**TEXT EXCERPT**

+ + +

San Diego Union-Tribune (Sunday)
EU MEMBERS TO ADOPT TRAVEL GUIDELINES AS CORONAVIRUS SPREADS
European Union countries are expected to adopt guidelines this week aimed at coordinating their varying coronavirus travel measures, according to EU officials and diplomats involved in the talks. But the effort will stop well short of a harmonization of rules, as countries try to keep control over how they tackle a resurgence of the disease.
The guidelines are intended to make travel restrictions, such as quarantine and testing rules, smoother and more predictable within the bloc. It would be a first step at restoring one of the union’s main tenets: the free movement of people within its territory.
Representatives from the EU’S 27 members, together with officials from the European Commission, the bloc’s executive arm, have discussed for weeks how to use shared criteria in judging regional responses to the coronavirus.
Central to that would be the adoption of a single map using colors to denote the scale of outbreaks around the bloc, green at the low end of risk, orange in the middle and red at the high end. Other measures include unifying how quarantines and testing are done to smooth travel between EU countries and ensuring ample warning when national travel advisories are about to change to ensure travelers don’t get stranded.
Travel in the bloc, the world’s most integrated group of countries, has become increasingly difficult and complicated amid the pandemic. Each country has its own assessment of the situation in other states, its own rules on travel measures, and ever-changing testing and quarantine demands.
“Citizens have been severely affected by the travel restrictions imposed throughout the European Union,” Didier Reynders, the European commissioner for justice, said in a statement. “I now urge all EU ministers to agree quickly on a coordinated and simple approach including: an Eu-wide map, common criteria and clear information on a weekly basis.”

+ + +

**WHAT IS REQUIRED**
Answer these questions using the article on EU travel guidelines:
1. What colors would the single map use, and what level of risk does each mark?
2. How many members does the EU have, according to the article?
3. What position does Didier Reynders hold?

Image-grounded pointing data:

+ + +

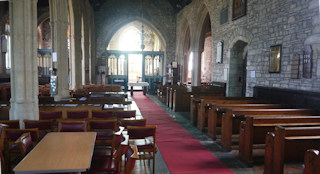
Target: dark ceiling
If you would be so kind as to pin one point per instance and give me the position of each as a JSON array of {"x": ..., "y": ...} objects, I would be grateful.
[{"x": 176, "y": 4}]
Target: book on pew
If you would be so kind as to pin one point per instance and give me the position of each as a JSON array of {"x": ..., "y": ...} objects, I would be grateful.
[{"x": 113, "y": 106}]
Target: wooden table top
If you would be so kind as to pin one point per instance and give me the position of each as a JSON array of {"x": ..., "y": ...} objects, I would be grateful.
[{"x": 60, "y": 152}]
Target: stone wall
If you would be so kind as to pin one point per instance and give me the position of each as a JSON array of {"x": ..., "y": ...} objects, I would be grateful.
[
  {"x": 291, "y": 23},
  {"x": 114, "y": 14}
]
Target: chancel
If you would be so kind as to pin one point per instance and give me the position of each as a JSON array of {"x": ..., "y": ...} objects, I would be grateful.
[{"x": 159, "y": 86}]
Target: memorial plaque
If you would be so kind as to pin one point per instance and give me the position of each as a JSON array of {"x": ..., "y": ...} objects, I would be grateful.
[
  {"x": 295, "y": 63},
  {"x": 307, "y": 62}
]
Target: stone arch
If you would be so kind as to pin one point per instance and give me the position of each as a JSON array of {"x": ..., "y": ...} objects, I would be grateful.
[
  {"x": 237, "y": 53},
  {"x": 109, "y": 34},
  {"x": 183, "y": 47}
]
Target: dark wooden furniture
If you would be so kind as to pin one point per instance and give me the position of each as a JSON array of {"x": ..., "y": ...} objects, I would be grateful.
[
  {"x": 232, "y": 118},
  {"x": 288, "y": 144},
  {"x": 254, "y": 129}
]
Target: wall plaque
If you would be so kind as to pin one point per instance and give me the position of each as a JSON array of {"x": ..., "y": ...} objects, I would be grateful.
[
  {"x": 295, "y": 64},
  {"x": 307, "y": 62},
  {"x": 219, "y": 52}
]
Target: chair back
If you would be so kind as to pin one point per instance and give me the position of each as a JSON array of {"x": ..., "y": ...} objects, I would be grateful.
[
  {"x": 139, "y": 122},
  {"x": 125, "y": 114},
  {"x": 131, "y": 156},
  {"x": 78, "y": 114},
  {"x": 11, "y": 135},
  {"x": 96, "y": 125},
  {"x": 137, "y": 132},
  {"x": 2, "y": 135},
  {"x": 40, "y": 124},
  {"x": 102, "y": 114},
  {"x": 12, "y": 124},
  {"x": 25, "y": 143},
  {"x": 72, "y": 126},
  {"x": 46, "y": 115}
]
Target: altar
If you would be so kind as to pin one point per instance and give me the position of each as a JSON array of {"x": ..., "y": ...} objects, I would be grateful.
[{"x": 144, "y": 86}]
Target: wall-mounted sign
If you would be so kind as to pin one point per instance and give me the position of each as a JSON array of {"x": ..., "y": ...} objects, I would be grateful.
[
  {"x": 219, "y": 52},
  {"x": 53, "y": 85},
  {"x": 307, "y": 62}
]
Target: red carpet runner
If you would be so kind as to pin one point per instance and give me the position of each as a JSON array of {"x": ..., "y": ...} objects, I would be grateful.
[{"x": 182, "y": 153}]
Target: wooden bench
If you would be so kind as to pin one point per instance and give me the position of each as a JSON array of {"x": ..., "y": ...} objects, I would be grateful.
[
  {"x": 254, "y": 129},
  {"x": 311, "y": 162},
  {"x": 205, "y": 106},
  {"x": 216, "y": 111},
  {"x": 231, "y": 119},
  {"x": 196, "y": 103},
  {"x": 288, "y": 144}
]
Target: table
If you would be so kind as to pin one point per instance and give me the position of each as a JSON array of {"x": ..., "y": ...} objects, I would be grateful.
[
  {"x": 60, "y": 152},
  {"x": 143, "y": 84}
]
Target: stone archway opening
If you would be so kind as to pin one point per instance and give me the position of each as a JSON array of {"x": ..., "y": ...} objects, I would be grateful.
[
  {"x": 206, "y": 55},
  {"x": 238, "y": 69}
]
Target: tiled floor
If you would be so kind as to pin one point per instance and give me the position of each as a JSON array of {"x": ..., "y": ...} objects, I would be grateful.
[{"x": 228, "y": 158}]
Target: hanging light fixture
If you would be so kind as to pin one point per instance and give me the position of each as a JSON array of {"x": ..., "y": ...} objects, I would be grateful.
[{"x": 142, "y": 28}]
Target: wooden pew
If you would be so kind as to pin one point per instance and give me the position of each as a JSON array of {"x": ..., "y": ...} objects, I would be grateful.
[
  {"x": 205, "y": 106},
  {"x": 231, "y": 119},
  {"x": 216, "y": 111},
  {"x": 195, "y": 102},
  {"x": 311, "y": 162},
  {"x": 254, "y": 129},
  {"x": 287, "y": 145}
]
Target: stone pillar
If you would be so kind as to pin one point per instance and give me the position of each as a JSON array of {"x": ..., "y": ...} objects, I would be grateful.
[
  {"x": 59, "y": 28},
  {"x": 196, "y": 68},
  {"x": 85, "y": 43},
  {"x": 75, "y": 44},
  {"x": 92, "y": 48},
  {"x": 24, "y": 71}
]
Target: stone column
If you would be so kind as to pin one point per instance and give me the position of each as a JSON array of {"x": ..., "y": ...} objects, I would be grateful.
[
  {"x": 196, "y": 68},
  {"x": 59, "y": 28},
  {"x": 75, "y": 44},
  {"x": 92, "y": 48},
  {"x": 24, "y": 71},
  {"x": 85, "y": 43}
]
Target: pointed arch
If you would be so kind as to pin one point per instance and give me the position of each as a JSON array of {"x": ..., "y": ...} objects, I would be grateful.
[{"x": 117, "y": 26}]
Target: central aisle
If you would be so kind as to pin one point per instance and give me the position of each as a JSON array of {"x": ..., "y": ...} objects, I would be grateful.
[{"x": 182, "y": 153}]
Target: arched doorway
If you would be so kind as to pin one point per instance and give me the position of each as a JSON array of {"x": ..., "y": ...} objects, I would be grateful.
[
  {"x": 238, "y": 69},
  {"x": 126, "y": 61},
  {"x": 206, "y": 56}
]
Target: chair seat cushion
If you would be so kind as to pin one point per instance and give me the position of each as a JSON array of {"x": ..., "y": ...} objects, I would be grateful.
[
  {"x": 102, "y": 166},
  {"x": 106, "y": 135},
  {"x": 142, "y": 144}
]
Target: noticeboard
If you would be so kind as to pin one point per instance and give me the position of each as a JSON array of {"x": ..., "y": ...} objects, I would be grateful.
[{"x": 53, "y": 85}]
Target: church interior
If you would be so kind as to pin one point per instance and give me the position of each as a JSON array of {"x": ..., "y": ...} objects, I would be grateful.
[{"x": 160, "y": 86}]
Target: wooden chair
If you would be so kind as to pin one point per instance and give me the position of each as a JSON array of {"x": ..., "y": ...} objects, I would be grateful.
[
  {"x": 83, "y": 115},
  {"x": 13, "y": 150},
  {"x": 140, "y": 122},
  {"x": 145, "y": 140},
  {"x": 72, "y": 126},
  {"x": 105, "y": 130},
  {"x": 51, "y": 115},
  {"x": 110, "y": 165},
  {"x": 131, "y": 157},
  {"x": 125, "y": 114},
  {"x": 102, "y": 152},
  {"x": 12, "y": 124},
  {"x": 103, "y": 115},
  {"x": 44, "y": 126},
  {"x": 311, "y": 162}
]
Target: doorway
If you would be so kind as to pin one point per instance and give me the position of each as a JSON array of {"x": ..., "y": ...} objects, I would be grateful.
[
  {"x": 135, "y": 69},
  {"x": 238, "y": 70}
]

+ + +

**EXPECTED OUTPUT**
1. Green marks the low end of risk, orange the middle, and red the high end.
2. The EU has 27 members.
3. He is the European commissioner for justice.